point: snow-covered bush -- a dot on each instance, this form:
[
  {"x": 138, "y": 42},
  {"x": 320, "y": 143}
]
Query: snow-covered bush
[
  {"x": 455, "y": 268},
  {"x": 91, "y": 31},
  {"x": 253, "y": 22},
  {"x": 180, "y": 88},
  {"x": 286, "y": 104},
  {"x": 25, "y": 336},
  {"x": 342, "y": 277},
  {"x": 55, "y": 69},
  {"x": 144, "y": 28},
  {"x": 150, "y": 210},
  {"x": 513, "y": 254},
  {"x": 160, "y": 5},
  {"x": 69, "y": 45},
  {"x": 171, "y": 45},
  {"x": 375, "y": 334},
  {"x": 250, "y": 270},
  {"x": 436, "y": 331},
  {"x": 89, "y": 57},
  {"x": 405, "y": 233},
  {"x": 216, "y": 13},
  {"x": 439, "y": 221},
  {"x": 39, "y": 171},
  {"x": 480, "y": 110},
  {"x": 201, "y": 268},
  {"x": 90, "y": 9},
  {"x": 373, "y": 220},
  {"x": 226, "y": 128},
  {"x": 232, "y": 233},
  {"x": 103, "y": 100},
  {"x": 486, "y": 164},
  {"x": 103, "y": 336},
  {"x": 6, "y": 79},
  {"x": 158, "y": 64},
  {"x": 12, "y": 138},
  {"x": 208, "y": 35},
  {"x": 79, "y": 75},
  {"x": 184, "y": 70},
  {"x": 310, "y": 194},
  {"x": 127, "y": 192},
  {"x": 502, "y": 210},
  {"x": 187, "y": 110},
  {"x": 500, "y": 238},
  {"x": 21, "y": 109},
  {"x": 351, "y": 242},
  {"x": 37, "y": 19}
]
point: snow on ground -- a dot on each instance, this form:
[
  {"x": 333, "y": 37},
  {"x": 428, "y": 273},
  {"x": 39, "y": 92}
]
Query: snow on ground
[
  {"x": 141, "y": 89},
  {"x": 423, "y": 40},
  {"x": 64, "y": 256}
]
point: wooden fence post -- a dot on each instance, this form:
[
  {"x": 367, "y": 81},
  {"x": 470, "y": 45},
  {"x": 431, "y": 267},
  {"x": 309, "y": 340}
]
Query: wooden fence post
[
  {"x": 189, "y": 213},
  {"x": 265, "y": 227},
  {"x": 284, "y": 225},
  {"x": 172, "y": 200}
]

++++++

Rewrite all the items above as a Markdown table with two columns, Row and Line. Number each row and leave out blank lines.

### Expected answer
| Row | Line |
|---|---|
| 1 | point: snow-covered bush -- a dot on each instance, this form: |
| 2 | [ |
| 3 |   {"x": 138, "y": 42}, |
| 4 |   {"x": 320, "y": 143} |
| 5 | ] |
| 6 | Query: snow-covered bush |
| 7 | [ |
| 8 |   {"x": 455, "y": 268}, |
| 9 |   {"x": 91, "y": 31}, |
| 10 |   {"x": 253, "y": 22}, |
| 11 |   {"x": 180, "y": 88}, |
| 12 |   {"x": 286, "y": 104}, |
| 13 |   {"x": 25, "y": 336}, |
| 14 |   {"x": 342, "y": 277}, |
| 15 |   {"x": 55, "y": 69}, |
| 16 |   {"x": 144, "y": 28}, |
| 17 |   {"x": 150, "y": 210}, |
| 18 |   {"x": 513, "y": 254}, |
| 19 |   {"x": 160, "y": 5}, |
| 20 |   {"x": 69, "y": 45}, |
| 21 |   {"x": 171, "y": 45}, |
| 22 |   {"x": 375, "y": 334}, |
| 23 |   {"x": 250, "y": 270}, |
| 24 |   {"x": 436, "y": 331}, |
| 25 |   {"x": 89, "y": 57}, |
| 26 |   {"x": 405, "y": 233}, |
| 27 |   {"x": 216, "y": 13}, |
| 28 |   {"x": 439, "y": 221}, |
| 29 |   {"x": 39, "y": 171}, |
| 30 |   {"x": 480, "y": 110}, |
| 31 |   {"x": 201, "y": 268}, |
| 32 |   {"x": 90, "y": 9}, |
| 33 |   {"x": 373, "y": 220}, |
| 34 |   {"x": 226, "y": 128}, |
| 35 |   {"x": 232, "y": 233}, |
| 36 |   {"x": 103, "y": 100}, |
| 37 |   {"x": 486, "y": 164}, |
| 38 |   {"x": 103, "y": 336}, |
| 39 |   {"x": 6, "y": 79}, |
| 40 |   {"x": 158, "y": 64}, |
| 41 |   {"x": 12, "y": 138}, |
| 42 |   {"x": 208, "y": 35}, |
| 43 |   {"x": 79, "y": 75}, |
| 44 |   {"x": 184, "y": 70}, |
| 45 |   {"x": 310, "y": 194}, |
| 46 |   {"x": 127, "y": 192}, |
| 47 |   {"x": 502, "y": 210}, |
| 48 |   {"x": 187, "y": 110}, |
| 49 |   {"x": 500, "y": 238}, |
| 50 |   {"x": 21, "y": 109}, |
| 51 |   {"x": 351, "y": 242}, |
| 52 |   {"x": 37, "y": 19} |
| 53 | ] |
| 54 | point: snow on ground -- a dot on each instance, this form: |
| 55 | [ |
| 56 |   {"x": 333, "y": 37}, |
| 57 |   {"x": 428, "y": 273}, |
| 58 |   {"x": 39, "y": 92} |
| 59 | ] |
| 60 | Query: snow on ground |
| 61 | [ |
| 62 |   {"x": 141, "y": 89}, |
| 63 |   {"x": 423, "y": 40}, |
| 64 |   {"x": 64, "y": 256} |
| 65 | ] |
| 66 | point: wooden fence post -- a dot on each instance, this form: |
| 67 | [ |
| 68 |   {"x": 367, "y": 81}, |
| 69 |   {"x": 470, "y": 45}, |
| 70 |   {"x": 431, "y": 267}, |
| 71 |   {"x": 309, "y": 340} |
| 72 | ] |
| 73 | Query: wooden fence post |
| 74 | [ |
| 75 |   {"x": 189, "y": 213}, |
| 76 |   {"x": 265, "y": 227}, |
| 77 |   {"x": 284, "y": 225}, |
| 78 |   {"x": 172, "y": 200} |
| 79 | ] |